Bonjour à tous ! Je suis Thomas Veldkamp et je suis ravi de vous retrouver avec Footnotes, votre compagnon de route pour éclairer un monde complexe. Merci à Alexis Rontchevsky pour son aide précieuse dans la rédaction de l’édition de la semaine.

NOTA BENE | Par Thomas Veldkamp

Démographie : de la peur de la bombe à l'angoisse du déclin  

Thomas Veldkamp est juriste de formation. Il travaille pour une ONG internationale depuis Amsterdam. Il a travaillé dans le secteur humanitaire en République centrafricaine et pour des cabinets d’avocats internationaux à Paris et New York.

En France, il y a eu autant de naissances en 2024 qu’en 1806, lorsque la France métropolitaine comptait moins de 30 millions d’habitants. Le sujet démographique s’est récemment fait une place importante dans le débat public français. Mais au-delà du cas français, le vieillissement démographique est un phénomène mondial qui reconfigure les équilibres économiques et sociaux. 

De la bombe démographique à l'urgence silencieuse 

Depuis Malthus en 1798, qui prévoyait une catastrophe si la population humaine croissait plus vite que les ressources disponibles, la peur d’une “bombe démographique” a souvent ressurgi. Dans les années 1960, Paul Ehrlich anticipait dans son ouvrage “The Population Bomb” famines et chaos si la croissance démographique n’était pas maîtrisée.

Mais c’est à une dynamique inversée que nous faisons finalement face, avec des prévisions démographiques sans cesse révisées à la baisse. La probabilité que la croissance démographique mondiale cesse au XXIe siècle a été révisée de 30% à 80%, selon les estimations de l’ONU. Le pic est désormais attendu autour de 10,3 milliards d’habitants dès les années 2080, voire plus tôt. 

L'ancien premier ministre japonais, Shigeru Ishiba, a parlé d’une “urgence silencieuse”.

Cette dynamique est tirée par la dénatalité déjà en route d’un nombre croissant de pays développés et la baisse plus rapide que prévue de la natalité dans de nombreux pays émergents.   

  • En 2024, le Japon a enregistré moins de 700 000 naissances, un seuil jamais atteint depuis la fin du XIXᵉ siècle. En Italie, les naissances ont atteint en 2024 leur plus bas historique depuis l’unification en 1861.

• Données fournies:

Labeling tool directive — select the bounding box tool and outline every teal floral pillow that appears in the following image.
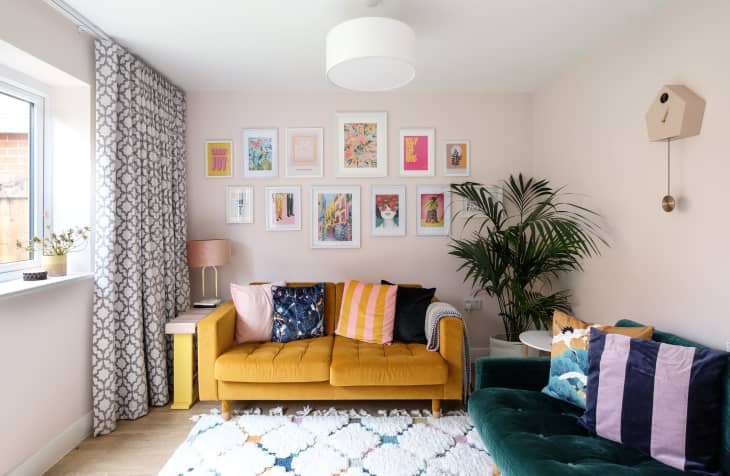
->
[271,283,324,342]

• Consignes écrites:
1. Recopiez fidèlement le passage de l'extrait sur la démographie qui commence aux mots « Cette dynamique est » et s'achève après les mots « l’unification en 1861. ».
2. D'après l'extrait sur la démographie, combien de naissances le Japon a-t-il enregistrées en 2024 ?

• Corrigé des exercices:
1.
Cette dynamique est tirée par la dénatalité déjà en route d’un nombre croissant de pays développés et la baisse plus rapide que prévue de la natalité dans de nombreux pays émergents.   

  • En 2024, le Japon a enregistré moins de 700 000 naissances, un seuil jamais atteint depuis la fin du XIXᵉ siècle. En Italie, les naissances ont atteint en 2024 leur plus bas historique depuis l’unification en 1861.

2. Moins de 700 000 naissances.